> [本文]
私の場合、まさに「しれっと」入ることができました。
受付にて、MAST側が警戒しているのと同時に、とにかく段取りの悪さを感じました。日本人スタッフが、待たされた他の(市民運動でない)人々に対応するために別のデスクで受付を始めたところへ、さっと並んで入ることができました。
私たちの運動の仲間は20〜30人程度が入ろうとしましたが、結果的に入れたのは5人足らずではなかったかと思います。
ただ、そうした異常ともいえる過剰な警戒に対し、展示開場は盛り上がりを感じられませんでした。これは前向きにとらえるべきことだと思います。「武器はいらない」「軍需産業は帰れ」といった声が圧力になっているのだと思います。少なくとも、堂々と展示会を開けるような内容ではない、という社会全体の雰囲気にはなっているのではないでしょうか。
展示会場の開場にあわせたテープカットが、森本敏実行委員長らによって行われました。海上自衛隊の音楽隊がにぎやかにかき鳴らしていましたが、坦々と行われたように見えました。

> [データ抜粋]

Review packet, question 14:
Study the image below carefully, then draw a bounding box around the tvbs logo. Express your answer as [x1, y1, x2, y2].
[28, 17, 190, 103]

> [課題]
[1] 本文について、次の問いに答えてください。
(a) 運動の仲間は何人くらいが入ろうとしましたか。
(b) テープカットはだれらによって行われましたか。
(c) にぎやかに音楽を鳴らしていたのは、どこの音楽隊ですか。
[2] 本文の続きを書いてください。

> [解答]
[1]
(a) 20〜30人程度
(b) 森本敏実行委員長ら
(c) 海上自衛隊の音楽隊

[2]
展示会場の入り口では、手荷物検査が行われました。警備員の姿をした日本人がかばんを開けさせ、目視で確認するのみです。手を入れて調べることもなく、上から簡単に「見た」のみの検査でした。
【大手軍需産業が出展】
ベル、ロッキード・マーチンのほか、日本からは川崎重工、NEC、三菱重工、JAXAなどがブースを出展していました。
それぞれ模型を展示したり、カタログを並べると同時に、質問には丁寧に答えてくれます。NECや川崎、三菱はやや人が集まっていましたが、他の多くは閑散としています。各企業の外国人スタッフが、暇を持て余した雰囲気でだべっている姿も見られました。自衛隊の制服を着た人々が目立っていたのと、時々背広をラフに着た人もいました。
海洋での探査技術の向上、通信技術の向上等々アピールしていましたが、多くはあまり理解できませんでした。
オスプレイを開発した企業の一つであるBELL社は、オスプレイ、ヘリ、ティルトローター機能を採用した無人機(らしきもの)の模型を展示していました。ここではスタッフに模型についてきちんと質問をしませんでした。反省しています。
JAXAははやぶさ2の模型を展示していました。やや手作り感が親しみを覚えてしまいそうでした。しかし軍需産業への深い接近には強く警戒をせねばなりません。
【中小企業の出展】
防衛装備庁のブースには中小企業が5つほど連ねていました。
ここは非常にわかりやすい内容で、おもしろいものでした。
簡単に言い換えると、ウイルスレベルで空気を清浄する装置、ポータブルなヘリパッド、地中にパイプなどを敷設する際のカバーとなる陶器、特殊な塗料、クリアに画像圧縮できるソフト、といった技術を持つ各企業でした。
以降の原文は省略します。